(Saved entries)
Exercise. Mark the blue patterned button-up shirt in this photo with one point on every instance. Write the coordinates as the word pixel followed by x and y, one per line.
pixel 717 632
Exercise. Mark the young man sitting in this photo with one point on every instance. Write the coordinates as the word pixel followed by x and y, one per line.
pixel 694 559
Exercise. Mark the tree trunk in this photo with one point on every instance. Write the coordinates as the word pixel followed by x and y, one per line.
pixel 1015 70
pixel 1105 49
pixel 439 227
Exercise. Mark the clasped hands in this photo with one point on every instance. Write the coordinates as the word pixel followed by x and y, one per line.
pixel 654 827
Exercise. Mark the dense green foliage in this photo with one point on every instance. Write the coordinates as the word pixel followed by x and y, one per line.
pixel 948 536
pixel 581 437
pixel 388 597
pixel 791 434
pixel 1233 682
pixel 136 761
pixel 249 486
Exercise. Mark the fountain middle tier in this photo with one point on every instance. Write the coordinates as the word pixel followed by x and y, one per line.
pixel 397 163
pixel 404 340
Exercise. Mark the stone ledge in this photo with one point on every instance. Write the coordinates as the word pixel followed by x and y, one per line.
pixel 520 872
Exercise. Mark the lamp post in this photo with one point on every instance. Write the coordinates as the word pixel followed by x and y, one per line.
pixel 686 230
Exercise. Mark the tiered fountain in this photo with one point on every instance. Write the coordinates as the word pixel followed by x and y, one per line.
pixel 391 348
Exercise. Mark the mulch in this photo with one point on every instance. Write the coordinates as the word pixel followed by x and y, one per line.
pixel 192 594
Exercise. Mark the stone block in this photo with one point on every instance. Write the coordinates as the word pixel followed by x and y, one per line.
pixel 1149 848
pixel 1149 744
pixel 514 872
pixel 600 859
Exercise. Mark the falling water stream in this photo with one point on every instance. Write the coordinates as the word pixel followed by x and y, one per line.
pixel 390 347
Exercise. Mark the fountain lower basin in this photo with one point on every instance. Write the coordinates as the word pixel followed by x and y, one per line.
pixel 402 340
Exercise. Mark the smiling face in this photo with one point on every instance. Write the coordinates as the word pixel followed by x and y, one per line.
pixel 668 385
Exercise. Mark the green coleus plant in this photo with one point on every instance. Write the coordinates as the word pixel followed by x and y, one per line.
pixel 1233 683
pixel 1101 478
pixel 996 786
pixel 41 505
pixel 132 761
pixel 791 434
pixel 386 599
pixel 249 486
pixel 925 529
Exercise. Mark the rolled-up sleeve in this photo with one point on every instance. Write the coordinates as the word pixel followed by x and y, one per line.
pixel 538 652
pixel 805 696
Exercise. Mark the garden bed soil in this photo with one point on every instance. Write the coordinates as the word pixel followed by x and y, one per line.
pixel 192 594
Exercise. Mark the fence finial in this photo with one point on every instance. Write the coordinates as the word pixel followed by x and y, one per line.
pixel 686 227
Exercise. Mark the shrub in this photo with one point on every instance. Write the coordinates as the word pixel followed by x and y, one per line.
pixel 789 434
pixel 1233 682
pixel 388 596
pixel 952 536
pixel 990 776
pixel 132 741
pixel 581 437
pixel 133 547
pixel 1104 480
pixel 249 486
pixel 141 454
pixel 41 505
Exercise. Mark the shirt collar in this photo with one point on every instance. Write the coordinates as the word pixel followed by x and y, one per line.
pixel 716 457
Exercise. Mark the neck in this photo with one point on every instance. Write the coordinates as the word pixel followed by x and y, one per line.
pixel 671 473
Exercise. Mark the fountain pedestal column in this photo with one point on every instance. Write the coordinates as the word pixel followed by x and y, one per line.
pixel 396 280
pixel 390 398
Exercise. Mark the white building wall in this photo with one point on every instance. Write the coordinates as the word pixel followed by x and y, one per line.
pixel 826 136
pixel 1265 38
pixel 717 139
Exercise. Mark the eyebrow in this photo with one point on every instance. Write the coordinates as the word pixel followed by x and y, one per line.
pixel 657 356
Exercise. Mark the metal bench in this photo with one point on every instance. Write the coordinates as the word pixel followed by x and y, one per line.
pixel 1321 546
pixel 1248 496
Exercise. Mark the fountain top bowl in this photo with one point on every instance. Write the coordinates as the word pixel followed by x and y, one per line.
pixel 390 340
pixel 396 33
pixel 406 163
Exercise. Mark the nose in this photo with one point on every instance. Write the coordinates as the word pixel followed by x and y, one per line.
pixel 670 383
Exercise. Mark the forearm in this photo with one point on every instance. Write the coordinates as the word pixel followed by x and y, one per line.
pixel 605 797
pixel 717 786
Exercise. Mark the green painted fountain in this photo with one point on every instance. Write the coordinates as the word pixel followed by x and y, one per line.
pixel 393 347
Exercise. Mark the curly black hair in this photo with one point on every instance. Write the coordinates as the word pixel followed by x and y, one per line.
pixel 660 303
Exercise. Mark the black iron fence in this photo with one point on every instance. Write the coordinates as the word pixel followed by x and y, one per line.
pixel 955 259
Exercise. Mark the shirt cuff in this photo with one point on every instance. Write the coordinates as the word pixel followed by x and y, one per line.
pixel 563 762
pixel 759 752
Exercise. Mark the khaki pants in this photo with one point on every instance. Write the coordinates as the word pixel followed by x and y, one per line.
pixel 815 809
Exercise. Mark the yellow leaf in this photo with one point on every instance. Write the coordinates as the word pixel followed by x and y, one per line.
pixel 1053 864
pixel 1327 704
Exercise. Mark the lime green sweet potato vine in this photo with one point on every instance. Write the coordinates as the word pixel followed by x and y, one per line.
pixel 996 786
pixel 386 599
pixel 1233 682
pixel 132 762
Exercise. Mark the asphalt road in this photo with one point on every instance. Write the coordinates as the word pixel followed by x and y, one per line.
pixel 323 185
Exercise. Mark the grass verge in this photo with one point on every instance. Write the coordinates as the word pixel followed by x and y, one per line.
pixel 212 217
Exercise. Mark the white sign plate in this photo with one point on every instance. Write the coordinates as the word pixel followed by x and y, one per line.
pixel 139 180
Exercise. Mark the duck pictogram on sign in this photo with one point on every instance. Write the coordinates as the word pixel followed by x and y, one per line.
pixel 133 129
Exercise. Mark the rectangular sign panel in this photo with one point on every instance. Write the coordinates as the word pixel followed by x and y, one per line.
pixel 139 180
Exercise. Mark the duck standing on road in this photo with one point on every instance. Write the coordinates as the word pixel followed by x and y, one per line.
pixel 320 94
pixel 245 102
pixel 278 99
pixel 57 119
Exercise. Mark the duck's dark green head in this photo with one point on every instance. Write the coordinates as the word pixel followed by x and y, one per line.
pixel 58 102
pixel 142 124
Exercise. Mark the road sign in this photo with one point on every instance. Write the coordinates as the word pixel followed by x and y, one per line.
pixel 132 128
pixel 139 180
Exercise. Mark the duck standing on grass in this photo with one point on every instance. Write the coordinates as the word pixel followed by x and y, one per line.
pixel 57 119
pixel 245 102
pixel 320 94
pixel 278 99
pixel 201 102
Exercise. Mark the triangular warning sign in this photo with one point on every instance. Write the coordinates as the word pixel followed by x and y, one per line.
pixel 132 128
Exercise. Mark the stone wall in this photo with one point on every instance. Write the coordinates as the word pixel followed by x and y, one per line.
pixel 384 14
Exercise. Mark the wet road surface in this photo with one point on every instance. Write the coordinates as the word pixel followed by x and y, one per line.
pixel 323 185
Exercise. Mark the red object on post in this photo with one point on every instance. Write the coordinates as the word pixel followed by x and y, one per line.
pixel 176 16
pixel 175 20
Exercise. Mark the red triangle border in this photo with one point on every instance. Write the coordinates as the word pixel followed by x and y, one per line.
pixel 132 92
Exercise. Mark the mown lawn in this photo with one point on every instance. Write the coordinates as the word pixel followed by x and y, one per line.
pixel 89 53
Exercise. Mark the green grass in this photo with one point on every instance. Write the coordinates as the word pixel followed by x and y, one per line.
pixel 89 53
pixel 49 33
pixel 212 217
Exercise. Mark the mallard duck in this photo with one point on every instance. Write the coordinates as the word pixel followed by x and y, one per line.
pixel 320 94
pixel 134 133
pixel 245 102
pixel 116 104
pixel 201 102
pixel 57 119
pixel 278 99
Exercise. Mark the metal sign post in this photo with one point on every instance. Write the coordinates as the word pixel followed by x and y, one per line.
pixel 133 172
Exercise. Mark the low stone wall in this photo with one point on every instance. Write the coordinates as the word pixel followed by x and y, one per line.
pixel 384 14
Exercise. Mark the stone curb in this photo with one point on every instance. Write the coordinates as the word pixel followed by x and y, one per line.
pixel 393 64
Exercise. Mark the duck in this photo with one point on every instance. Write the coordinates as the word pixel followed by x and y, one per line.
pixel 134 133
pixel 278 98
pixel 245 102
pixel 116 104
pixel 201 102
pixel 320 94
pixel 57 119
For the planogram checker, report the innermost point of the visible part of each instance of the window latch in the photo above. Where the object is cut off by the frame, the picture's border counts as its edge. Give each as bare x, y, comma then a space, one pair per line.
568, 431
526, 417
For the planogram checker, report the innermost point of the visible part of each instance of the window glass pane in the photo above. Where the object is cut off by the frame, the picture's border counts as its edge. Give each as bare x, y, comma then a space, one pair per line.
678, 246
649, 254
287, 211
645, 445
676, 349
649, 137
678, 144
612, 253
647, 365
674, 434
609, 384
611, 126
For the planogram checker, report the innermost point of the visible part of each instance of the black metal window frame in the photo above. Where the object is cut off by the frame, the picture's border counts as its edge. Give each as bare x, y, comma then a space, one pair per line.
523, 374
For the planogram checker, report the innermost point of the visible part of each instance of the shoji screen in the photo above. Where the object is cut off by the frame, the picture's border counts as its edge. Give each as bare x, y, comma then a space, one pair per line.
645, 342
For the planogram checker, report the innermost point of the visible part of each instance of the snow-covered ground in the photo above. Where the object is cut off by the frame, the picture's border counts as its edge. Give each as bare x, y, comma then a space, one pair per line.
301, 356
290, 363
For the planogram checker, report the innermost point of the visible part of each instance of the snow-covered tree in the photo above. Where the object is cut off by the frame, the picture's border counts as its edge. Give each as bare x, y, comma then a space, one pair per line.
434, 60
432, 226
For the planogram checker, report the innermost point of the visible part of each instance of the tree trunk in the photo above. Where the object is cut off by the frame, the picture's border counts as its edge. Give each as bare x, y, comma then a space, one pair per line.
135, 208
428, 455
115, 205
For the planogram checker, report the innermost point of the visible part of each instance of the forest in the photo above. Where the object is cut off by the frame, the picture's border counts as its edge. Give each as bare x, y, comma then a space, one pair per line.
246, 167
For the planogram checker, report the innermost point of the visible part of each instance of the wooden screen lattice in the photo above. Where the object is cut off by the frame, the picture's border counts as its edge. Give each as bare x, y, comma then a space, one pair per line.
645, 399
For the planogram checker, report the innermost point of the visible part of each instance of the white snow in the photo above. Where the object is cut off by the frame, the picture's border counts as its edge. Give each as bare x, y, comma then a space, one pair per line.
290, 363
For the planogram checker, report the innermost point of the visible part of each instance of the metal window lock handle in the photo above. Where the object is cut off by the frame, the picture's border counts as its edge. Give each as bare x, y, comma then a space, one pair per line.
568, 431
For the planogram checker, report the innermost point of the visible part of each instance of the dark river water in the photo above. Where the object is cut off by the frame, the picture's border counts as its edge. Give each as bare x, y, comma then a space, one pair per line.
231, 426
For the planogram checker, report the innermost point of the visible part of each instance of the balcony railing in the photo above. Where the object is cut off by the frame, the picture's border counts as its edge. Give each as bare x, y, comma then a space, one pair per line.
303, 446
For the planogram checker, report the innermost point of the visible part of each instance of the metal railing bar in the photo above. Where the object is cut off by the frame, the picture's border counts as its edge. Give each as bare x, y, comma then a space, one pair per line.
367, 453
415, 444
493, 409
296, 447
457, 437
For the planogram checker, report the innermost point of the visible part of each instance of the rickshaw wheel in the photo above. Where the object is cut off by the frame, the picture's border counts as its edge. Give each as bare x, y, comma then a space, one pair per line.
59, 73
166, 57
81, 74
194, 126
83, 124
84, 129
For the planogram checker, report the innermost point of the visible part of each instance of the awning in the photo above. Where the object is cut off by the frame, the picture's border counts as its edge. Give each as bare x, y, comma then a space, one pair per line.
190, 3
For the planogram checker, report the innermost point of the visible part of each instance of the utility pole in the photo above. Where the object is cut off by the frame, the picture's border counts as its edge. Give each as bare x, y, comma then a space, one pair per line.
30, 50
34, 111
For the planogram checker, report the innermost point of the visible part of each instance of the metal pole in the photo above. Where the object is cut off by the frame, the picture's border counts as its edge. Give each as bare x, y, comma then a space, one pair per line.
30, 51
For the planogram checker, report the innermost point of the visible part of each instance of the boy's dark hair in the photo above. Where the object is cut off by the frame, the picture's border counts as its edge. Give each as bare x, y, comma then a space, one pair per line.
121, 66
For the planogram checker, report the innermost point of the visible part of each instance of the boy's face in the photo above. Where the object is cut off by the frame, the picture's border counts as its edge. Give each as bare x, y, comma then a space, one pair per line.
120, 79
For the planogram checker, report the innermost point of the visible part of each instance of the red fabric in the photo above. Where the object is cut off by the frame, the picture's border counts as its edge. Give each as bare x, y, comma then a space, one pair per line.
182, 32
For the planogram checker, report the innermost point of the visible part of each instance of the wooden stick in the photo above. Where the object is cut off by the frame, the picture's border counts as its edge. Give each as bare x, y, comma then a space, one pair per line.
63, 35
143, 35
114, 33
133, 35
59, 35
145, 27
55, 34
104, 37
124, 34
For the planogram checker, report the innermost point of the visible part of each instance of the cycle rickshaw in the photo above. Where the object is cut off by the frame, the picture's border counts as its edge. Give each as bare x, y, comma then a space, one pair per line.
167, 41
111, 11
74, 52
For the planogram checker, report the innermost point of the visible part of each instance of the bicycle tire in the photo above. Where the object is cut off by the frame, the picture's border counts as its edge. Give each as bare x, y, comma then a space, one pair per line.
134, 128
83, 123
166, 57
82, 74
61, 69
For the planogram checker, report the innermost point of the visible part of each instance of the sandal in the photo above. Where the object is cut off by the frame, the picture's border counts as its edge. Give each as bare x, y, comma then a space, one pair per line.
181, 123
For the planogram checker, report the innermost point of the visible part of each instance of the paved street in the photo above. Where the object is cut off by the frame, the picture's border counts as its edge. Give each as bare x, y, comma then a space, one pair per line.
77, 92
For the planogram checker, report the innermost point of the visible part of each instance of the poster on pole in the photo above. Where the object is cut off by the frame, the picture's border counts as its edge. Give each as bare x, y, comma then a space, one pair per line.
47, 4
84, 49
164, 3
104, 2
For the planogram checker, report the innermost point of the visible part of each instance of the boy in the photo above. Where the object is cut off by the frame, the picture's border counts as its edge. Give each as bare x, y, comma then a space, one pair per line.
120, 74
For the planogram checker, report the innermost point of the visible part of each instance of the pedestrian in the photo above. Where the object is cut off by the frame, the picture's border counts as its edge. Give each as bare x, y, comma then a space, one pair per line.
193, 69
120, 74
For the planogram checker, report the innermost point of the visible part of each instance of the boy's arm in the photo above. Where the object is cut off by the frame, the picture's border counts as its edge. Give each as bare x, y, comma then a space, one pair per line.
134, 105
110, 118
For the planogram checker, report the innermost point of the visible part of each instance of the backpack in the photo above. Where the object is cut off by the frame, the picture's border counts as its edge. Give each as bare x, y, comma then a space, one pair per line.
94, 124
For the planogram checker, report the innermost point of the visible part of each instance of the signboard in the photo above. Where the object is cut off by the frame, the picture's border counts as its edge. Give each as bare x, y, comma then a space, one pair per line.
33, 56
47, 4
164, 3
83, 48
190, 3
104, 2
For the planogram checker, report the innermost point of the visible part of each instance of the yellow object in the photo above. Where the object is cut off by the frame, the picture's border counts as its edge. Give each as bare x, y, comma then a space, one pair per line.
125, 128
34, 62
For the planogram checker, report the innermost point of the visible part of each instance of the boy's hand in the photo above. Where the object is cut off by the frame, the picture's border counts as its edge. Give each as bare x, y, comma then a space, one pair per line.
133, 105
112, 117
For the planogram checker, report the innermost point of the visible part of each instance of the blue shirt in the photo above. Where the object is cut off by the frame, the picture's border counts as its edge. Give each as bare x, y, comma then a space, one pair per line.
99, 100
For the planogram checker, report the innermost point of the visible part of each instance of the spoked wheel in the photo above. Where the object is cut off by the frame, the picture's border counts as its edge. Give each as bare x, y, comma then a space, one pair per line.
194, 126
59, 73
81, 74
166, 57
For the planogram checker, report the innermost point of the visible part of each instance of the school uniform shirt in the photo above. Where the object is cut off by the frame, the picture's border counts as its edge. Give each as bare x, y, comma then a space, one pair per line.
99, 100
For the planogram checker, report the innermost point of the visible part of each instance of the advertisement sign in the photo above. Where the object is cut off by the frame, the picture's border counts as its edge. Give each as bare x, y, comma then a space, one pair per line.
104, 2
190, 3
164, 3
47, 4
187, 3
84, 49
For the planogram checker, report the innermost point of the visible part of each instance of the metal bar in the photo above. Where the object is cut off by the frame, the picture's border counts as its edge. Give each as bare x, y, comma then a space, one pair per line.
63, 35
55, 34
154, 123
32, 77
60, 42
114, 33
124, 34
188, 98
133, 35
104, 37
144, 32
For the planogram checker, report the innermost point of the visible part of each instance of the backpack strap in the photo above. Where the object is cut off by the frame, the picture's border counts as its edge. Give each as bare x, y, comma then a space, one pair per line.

• GOAL OF THE EXERCISE:
Turn the data, from its first line through the line that has "pixel 694 559", into a numbered list. Leave out any blank lines.

• SOLUTION TO THIS EXERCISE:
1. Exercise. Mark the blue patterned button-up shirt in this photo with one point on every instance. Write the coordinates as the word pixel followed by x and y, one per line.
2. pixel 717 632
3. Exercise. Mark the young man sitting in this photo with one point on every instance. Write the coordinates as the word pixel followed by x and y, one per line.
4. pixel 694 559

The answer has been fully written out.